Page text Block Start
Electronic Design

Careful HDL Coding Maximizes Performance In LUT-Based FPGAs

It's High Time You Understand The Interaction Between HDL Coding Style, FPGA Device Architectures, And Design Software.

In an ideal world, synthesis tools would understand and exploit all field-programmable gate array (FPGA) architectures and their special features without designer intervention. In the real world, however, this isn't the case. Applications that are speed- and area-intensive require that designers be aware of the consequences of coding style. To obtain optimal results, an understanding of the FPGA's architecture, the synthesis tool, and the back-end layout software also becomes necessary.

Most FPGAs are not fine-grained. Instead, they're made up of programmable functional units (PFUs) that implement combinational logic in lookup tables (LUTs) and a certain number of flip-flops or latches. The following lists some FPGA features that synthesis tools may have difficulties implementing:

  • The flip-flops inside the PFUs share some control signals, such as the clock, clock enable, and reset/set. In an ORCA architecture, for example, four flip-flops will fit inside a single PFU only if they have the same mentioned signals. Most synthesis tools don't understand this. If a design is coded without keeping this fact in mind, the tools might utilize some of the flip-flops inefficiently. This results in an inflated chip size.
  • Memory elements inside some FPGAs can be implemented in the LUT portion of the PFU. This method of constructing RAM or ROM inside FPGAs saves a large number of gates and drastically improves the speed of a device. Unfortunately, there's no one way to implement memory in HDL. Hence, the synthesis tools can't detect their presence to utilize the FPGA's LUT feature.
  • Counters and state machines also are difficult. With so many different kinds of these circuits, the reason for using one over another is mostly dependent on the application. A knowledge of an FPGA's architecture also helps in deciding which method is most efficient.
  • Design hierarchy and floorplanning is hard for synthesis tools to implement.
Page text Block End
Listed records Block Start
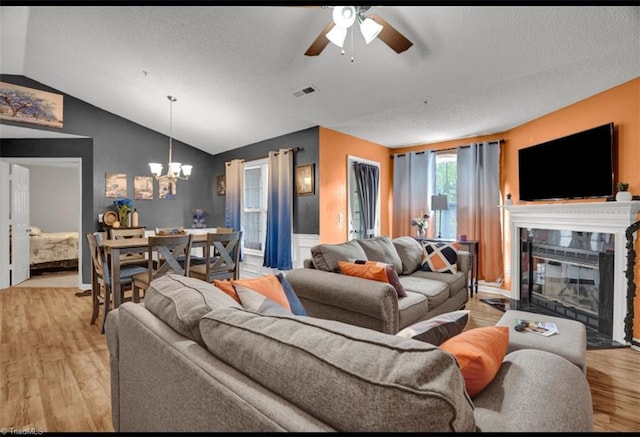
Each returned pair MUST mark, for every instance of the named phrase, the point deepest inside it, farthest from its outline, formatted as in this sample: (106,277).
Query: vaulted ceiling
(235,69)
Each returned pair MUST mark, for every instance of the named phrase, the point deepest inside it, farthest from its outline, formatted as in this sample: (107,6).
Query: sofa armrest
(112,332)
(348,299)
(535,391)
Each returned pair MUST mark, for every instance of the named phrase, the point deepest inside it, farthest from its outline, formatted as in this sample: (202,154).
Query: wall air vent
(304,91)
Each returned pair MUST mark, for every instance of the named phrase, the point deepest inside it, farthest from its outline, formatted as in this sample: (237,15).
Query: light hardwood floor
(55,366)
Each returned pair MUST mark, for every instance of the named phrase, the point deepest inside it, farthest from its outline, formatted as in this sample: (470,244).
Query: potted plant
(623,194)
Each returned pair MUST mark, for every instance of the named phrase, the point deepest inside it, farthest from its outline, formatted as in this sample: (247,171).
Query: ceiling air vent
(303,91)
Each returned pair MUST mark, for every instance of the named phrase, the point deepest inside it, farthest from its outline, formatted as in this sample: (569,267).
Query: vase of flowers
(123,206)
(422,223)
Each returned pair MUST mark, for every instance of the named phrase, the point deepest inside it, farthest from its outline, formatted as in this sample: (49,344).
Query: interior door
(19,220)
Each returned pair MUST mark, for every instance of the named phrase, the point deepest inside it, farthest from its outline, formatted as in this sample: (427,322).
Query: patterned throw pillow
(374,270)
(258,302)
(440,257)
(275,287)
(479,353)
(437,329)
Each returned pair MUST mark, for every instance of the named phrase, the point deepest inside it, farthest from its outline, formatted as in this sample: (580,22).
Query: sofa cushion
(437,329)
(374,270)
(437,292)
(381,249)
(354,379)
(441,257)
(479,353)
(326,256)
(410,252)
(180,302)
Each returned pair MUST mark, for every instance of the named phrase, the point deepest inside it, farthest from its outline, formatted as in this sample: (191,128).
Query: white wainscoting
(606,217)
(251,266)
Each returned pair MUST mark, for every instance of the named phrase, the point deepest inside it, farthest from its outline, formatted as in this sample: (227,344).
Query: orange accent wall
(334,148)
(620,105)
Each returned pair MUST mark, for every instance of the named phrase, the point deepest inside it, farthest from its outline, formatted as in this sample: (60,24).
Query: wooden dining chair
(165,249)
(224,264)
(129,258)
(101,290)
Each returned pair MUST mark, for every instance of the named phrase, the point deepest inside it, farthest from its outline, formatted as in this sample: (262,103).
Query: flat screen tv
(577,166)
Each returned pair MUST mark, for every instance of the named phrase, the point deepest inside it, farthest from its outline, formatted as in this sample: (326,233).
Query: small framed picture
(304,180)
(221,186)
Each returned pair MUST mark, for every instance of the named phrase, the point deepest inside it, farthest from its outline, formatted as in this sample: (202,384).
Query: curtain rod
(293,149)
(450,148)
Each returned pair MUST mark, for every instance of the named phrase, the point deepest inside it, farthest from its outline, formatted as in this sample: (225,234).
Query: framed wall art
(115,185)
(304,179)
(221,185)
(28,105)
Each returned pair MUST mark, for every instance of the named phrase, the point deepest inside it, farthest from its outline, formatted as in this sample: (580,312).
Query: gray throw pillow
(410,252)
(438,329)
(381,249)
(326,256)
(180,302)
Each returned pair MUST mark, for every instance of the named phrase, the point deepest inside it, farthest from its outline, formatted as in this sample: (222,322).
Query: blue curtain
(234,178)
(367,179)
(414,180)
(277,252)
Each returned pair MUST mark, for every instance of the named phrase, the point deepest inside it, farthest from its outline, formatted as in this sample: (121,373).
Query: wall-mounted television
(576,166)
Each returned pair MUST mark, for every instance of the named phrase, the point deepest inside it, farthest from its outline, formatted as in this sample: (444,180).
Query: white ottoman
(569,343)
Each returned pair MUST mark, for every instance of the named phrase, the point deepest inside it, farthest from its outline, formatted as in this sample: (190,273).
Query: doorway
(55,190)
(355,209)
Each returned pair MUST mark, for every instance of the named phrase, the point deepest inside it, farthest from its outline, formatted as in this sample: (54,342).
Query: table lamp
(439,203)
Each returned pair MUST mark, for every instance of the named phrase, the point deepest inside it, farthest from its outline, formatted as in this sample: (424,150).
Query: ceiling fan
(371,26)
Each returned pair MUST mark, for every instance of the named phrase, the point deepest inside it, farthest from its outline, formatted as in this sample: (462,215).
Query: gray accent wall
(305,208)
(116,145)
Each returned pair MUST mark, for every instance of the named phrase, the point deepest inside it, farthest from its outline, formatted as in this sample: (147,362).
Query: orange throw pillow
(479,353)
(227,287)
(367,271)
(268,286)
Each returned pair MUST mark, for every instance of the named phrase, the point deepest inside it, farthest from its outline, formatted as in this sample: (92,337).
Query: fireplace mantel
(606,217)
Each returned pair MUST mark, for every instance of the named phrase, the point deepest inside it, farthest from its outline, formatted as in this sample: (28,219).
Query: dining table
(114,248)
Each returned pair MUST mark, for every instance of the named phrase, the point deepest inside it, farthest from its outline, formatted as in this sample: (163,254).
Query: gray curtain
(414,180)
(478,200)
(367,178)
(277,252)
(234,196)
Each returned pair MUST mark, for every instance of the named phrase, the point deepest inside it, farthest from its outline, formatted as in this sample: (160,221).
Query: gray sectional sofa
(328,294)
(190,358)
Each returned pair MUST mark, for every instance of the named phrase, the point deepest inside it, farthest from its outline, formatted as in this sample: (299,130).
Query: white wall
(55,195)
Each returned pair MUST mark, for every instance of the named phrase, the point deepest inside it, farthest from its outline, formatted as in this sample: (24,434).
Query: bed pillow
(479,353)
(440,257)
(437,329)
(374,270)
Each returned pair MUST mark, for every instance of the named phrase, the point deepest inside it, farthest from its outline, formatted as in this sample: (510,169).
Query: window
(254,215)
(446,183)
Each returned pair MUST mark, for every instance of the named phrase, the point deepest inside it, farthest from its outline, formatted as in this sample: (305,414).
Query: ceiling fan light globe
Listed records Block End
■ Problem 1
According to the HDL coding article, under what condition will four flip-flops fit inside a single PFU in an ORCA architecture?
■ Problem 2
Return the passage of the HDL coding article that begins at the words "Careful HDL Coding" and stops after "And Design Software.", unchanged.
Answer using only the HDL coding article.

■ Answer box 1
Only if they have the same clock, clock enable, and reset/set signals.

■ Answer box 2
Careful HDL Coding Maximizes Performance In LUT-Based FPGAs

It's High Time You Understand The Interaction Between HDL Coding Style, FPGA Device Architectures, And Design Software.